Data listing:

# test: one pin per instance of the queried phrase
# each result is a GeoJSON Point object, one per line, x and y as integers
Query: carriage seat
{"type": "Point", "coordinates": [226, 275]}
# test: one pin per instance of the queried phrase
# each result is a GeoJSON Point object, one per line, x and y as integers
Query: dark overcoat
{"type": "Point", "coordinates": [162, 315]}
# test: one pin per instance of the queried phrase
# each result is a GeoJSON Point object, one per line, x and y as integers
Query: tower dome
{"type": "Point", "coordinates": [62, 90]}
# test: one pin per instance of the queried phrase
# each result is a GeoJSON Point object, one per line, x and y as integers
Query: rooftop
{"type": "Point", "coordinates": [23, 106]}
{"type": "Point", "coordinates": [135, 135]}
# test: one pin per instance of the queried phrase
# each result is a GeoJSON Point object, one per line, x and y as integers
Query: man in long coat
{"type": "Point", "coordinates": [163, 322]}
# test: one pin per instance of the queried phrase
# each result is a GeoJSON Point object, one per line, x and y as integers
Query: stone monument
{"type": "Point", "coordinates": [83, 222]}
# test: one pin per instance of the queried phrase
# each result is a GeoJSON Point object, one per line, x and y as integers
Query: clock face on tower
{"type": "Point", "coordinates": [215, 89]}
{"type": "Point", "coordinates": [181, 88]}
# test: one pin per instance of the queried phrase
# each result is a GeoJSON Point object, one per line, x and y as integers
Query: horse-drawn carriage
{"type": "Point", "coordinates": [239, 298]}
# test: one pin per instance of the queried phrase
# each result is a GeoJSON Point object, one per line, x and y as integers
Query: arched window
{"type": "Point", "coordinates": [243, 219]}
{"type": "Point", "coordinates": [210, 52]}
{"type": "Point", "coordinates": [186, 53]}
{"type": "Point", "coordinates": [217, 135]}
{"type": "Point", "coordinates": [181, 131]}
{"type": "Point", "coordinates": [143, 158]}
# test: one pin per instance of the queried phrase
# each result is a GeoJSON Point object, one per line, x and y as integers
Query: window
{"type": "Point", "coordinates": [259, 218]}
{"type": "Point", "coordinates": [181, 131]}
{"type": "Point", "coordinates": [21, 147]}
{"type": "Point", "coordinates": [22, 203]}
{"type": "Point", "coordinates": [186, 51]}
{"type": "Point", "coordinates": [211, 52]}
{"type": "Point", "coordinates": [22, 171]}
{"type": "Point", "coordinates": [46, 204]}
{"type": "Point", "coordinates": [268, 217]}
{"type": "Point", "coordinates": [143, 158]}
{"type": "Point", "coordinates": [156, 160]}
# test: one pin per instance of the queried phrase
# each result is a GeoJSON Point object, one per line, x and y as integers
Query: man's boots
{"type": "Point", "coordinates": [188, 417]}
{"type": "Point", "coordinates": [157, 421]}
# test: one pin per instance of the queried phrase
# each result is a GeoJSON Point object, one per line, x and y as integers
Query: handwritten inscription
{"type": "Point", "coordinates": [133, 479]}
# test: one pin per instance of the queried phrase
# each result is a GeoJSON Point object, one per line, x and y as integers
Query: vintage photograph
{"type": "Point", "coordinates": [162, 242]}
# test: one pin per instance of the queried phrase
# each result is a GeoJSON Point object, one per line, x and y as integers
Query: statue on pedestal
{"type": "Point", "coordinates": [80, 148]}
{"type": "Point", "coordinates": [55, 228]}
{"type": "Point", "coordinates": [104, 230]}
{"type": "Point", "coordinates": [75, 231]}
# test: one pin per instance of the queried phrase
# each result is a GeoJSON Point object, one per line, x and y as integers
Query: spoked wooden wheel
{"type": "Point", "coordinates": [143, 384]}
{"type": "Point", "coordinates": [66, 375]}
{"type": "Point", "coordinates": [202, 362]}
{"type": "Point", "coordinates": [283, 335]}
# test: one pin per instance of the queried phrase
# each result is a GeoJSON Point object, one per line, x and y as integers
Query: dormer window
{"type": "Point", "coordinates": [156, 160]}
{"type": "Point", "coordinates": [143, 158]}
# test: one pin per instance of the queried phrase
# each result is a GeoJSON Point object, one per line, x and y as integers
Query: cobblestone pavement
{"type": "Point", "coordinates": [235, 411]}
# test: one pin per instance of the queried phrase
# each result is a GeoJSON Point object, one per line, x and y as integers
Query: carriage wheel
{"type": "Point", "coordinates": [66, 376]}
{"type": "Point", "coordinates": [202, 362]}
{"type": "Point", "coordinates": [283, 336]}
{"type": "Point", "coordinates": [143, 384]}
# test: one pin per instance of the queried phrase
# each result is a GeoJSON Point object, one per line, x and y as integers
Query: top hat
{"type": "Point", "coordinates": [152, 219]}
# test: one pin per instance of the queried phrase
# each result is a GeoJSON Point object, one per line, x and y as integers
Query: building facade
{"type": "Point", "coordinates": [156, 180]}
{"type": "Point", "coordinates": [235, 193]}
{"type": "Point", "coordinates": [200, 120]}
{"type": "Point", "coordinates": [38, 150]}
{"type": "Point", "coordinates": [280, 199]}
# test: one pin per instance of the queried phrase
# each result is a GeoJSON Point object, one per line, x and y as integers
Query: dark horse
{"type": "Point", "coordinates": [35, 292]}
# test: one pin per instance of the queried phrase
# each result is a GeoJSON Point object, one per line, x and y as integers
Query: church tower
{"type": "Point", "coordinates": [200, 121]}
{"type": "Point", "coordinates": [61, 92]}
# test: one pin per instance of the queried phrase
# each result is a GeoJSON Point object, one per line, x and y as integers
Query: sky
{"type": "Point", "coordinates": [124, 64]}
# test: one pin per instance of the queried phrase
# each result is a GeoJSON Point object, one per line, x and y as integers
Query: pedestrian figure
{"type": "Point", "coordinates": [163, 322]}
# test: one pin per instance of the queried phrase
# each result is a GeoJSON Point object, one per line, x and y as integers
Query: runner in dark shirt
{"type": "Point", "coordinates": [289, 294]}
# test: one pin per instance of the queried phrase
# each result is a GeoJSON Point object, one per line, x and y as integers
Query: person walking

** EXERCISE DESCRIPTION **
Reproduce the entries above exactly.

** OUTPUT OF THE TASK **
# test: one pin per instance of the queried phrase
# each result is a GeoJSON Point object, one per line, x and y as integers
Query: carriage seat
{"type": "Point", "coordinates": [226, 275]}
# test: one pin per instance of the queried phrase
# each result is a GeoJSON Point object, one per line, x and y as integers
Query: dark overcoat
{"type": "Point", "coordinates": [162, 315]}
# test: one pin per instance of the queried phrase
# each result is a GeoJSON Point object, one per line, x and y as integers
Query: tower dome
{"type": "Point", "coordinates": [62, 90]}
# test: one pin per instance of the queried phrase
# each result is a GeoJSON Point object, one per line, x and y as integers
Query: rooftop
{"type": "Point", "coordinates": [23, 106]}
{"type": "Point", "coordinates": [135, 135]}
# test: one pin per instance of the queried phrase
# each result is a GeoJSON Point object, one per line, x and y as integers
Query: man in long coat
{"type": "Point", "coordinates": [163, 322]}
# test: one pin per instance of the queried phrase
# each result is a GeoJSON Point object, one per line, x and y as integers
Query: stone monument
{"type": "Point", "coordinates": [83, 222]}
# test: one pin per instance of the queried phrase
# each result is a GeoJSON Point object, one per line, x and y as integers
Query: clock face on tower
{"type": "Point", "coordinates": [215, 89]}
{"type": "Point", "coordinates": [181, 88]}
# test: one pin per instance of the queried phrase
# each result is a GeoJSON Point object, one per line, x and y as integers
Query: horse-drawn carriage
{"type": "Point", "coordinates": [239, 298]}
# test: one pin per instance of the queried phrase
# each result is a GeoJSON Point object, one per line, x and y as integers
Query: arched window
{"type": "Point", "coordinates": [243, 219]}
{"type": "Point", "coordinates": [210, 52]}
{"type": "Point", "coordinates": [186, 53]}
{"type": "Point", "coordinates": [217, 135]}
{"type": "Point", "coordinates": [181, 131]}
{"type": "Point", "coordinates": [143, 158]}
# test: one pin per instance of the queried phrase
# each result is a GeoJSON Point object, one per line, x and y as integers
Query: window
{"type": "Point", "coordinates": [259, 218]}
{"type": "Point", "coordinates": [181, 131]}
{"type": "Point", "coordinates": [21, 147]}
{"type": "Point", "coordinates": [22, 203]}
{"type": "Point", "coordinates": [186, 51]}
{"type": "Point", "coordinates": [211, 52]}
{"type": "Point", "coordinates": [22, 171]}
{"type": "Point", "coordinates": [46, 204]}
{"type": "Point", "coordinates": [268, 217]}
{"type": "Point", "coordinates": [143, 158]}
{"type": "Point", "coordinates": [156, 160]}
# test: one pin per instance of the queried phrase
# each result is a GeoJSON Point object, one per line, x and y as integers
Query: man's boots
{"type": "Point", "coordinates": [188, 417]}
{"type": "Point", "coordinates": [157, 421]}
# test: one pin per instance of the queried phrase
# each result is a GeoJSON Point object, one per line, x and y as integers
Query: handwritten inscription
{"type": "Point", "coordinates": [133, 479]}
# test: one pin per instance of the queried phrase
# each result is a GeoJSON Point object, one per line, x and y as integers
Query: vintage photograph
{"type": "Point", "coordinates": [162, 242]}
# test: one pin per instance of the queried phrase
# each result is a GeoJSON Point object, one per line, x and y as integers
Query: statue on pedestal
{"type": "Point", "coordinates": [80, 148]}
{"type": "Point", "coordinates": [55, 228]}
{"type": "Point", "coordinates": [104, 230]}
{"type": "Point", "coordinates": [75, 231]}
# test: one pin per instance of the queried phrase
# each result is a GeoJSON Point object, one per line, x and y as integers
Query: spoked wooden wheel
{"type": "Point", "coordinates": [143, 384]}
{"type": "Point", "coordinates": [66, 375]}
{"type": "Point", "coordinates": [202, 362]}
{"type": "Point", "coordinates": [283, 335]}
# test: one pin per instance of the queried phrase
# each result is a GeoJSON Point object, one per line, x and y as integers
Query: dormer window
{"type": "Point", "coordinates": [156, 160]}
{"type": "Point", "coordinates": [143, 158]}
# test: one pin per instance of the queried phrase
# each result is a GeoJSON Point object, one per line, x and y as integers
Query: cobblestone pavement
{"type": "Point", "coordinates": [235, 411]}
# test: one pin per instance of the queried phrase
# each result is a GeoJSON Point object, one per line, x and y as integers
Query: carriage wheel
{"type": "Point", "coordinates": [66, 376]}
{"type": "Point", "coordinates": [202, 362]}
{"type": "Point", "coordinates": [283, 336]}
{"type": "Point", "coordinates": [143, 384]}
# test: one pin per instance of the queried phrase
# each result is a GeoJSON Point object, one per line, x and y as integers
Query: top hat
{"type": "Point", "coordinates": [152, 219]}
# test: one pin per instance of the queried phrase
# each result is a GeoJSON Point object, one per line, x and y as integers
Query: building facade
{"type": "Point", "coordinates": [156, 180]}
{"type": "Point", "coordinates": [235, 193]}
{"type": "Point", "coordinates": [200, 120]}
{"type": "Point", "coordinates": [38, 150]}
{"type": "Point", "coordinates": [280, 199]}
# test: one pin per instance of the queried phrase
# each result is a GeoJSON Point object, one per line, x and y as integers
Query: dark horse
{"type": "Point", "coordinates": [35, 292]}
# test: one pin per instance of the queried phrase
# each result is a GeoJSON Point object, one per line, x and y as integers
Query: church tower
{"type": "Point", "coordinates": [200, 121]}
{"type": "Point", "coordinates": [61, 92]}
# test: one pin per instance of the queried phrase
# each result is a GeoJSON Point object, one per line, x and y as integers
Query: sky
{"type": "Point", "coordinates": [124, 64]}
# test: one pin per instance of the queried phrase
# each result is a GeoJSON Point object, one per line, x and y as integers
Query: pedestrian figure
{"type": "Point", "coordinates": [163, 322]}
# test: one pin per instance of the queried phrase
# each result is a GeoJSON Point object, one per line, x and y as integers
Query: runner in dark shirt
{"type": "Point", "coordinates": [289, 294]}
# test: one pin per instance of the queried phrase
# each result is a GeoJSON Point object, one per line, x and y as integers
Query: person walking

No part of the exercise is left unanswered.